Written exercise | Display each line of the entries below that contains the string "flipper".

+++ Rows

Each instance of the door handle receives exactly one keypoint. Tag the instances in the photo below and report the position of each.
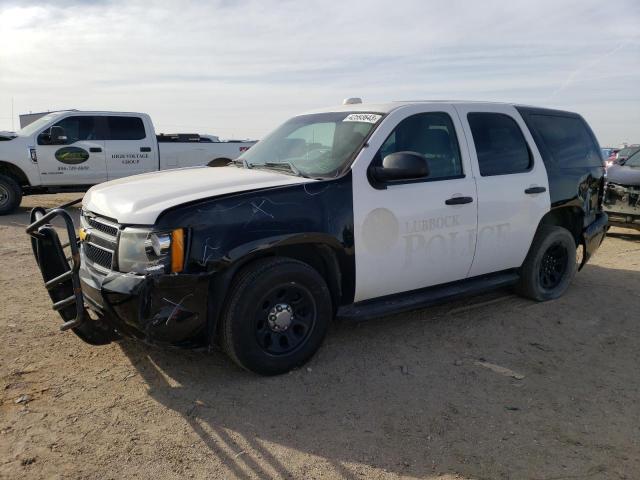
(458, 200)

++++++
+++ Rows

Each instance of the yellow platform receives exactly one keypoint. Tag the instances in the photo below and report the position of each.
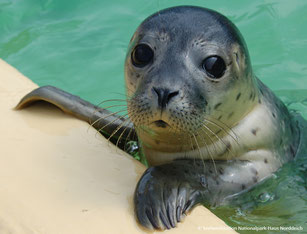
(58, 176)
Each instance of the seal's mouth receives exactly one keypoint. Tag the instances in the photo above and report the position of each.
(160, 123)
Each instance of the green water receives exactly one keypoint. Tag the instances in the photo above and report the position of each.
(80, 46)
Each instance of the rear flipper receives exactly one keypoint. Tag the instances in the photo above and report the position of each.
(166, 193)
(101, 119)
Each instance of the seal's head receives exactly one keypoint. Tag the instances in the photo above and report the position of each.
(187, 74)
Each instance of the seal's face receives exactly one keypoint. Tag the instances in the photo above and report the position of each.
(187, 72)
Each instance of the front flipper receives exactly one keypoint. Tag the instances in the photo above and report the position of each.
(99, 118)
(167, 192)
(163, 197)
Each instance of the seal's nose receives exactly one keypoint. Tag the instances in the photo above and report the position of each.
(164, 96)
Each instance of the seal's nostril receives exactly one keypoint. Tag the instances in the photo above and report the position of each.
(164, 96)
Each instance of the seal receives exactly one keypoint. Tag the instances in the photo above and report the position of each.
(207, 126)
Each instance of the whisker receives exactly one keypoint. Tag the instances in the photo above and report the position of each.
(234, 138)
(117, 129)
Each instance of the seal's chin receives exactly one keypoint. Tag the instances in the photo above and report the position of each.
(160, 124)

++++++

Output |
Each instance of the rear flipper receives exactly one keypoint. Tag the instances in the photo above and report the position of each.
Each instance of the front flipper receives exactly one keypoint. Tag the instances in the photo above and report the position of each.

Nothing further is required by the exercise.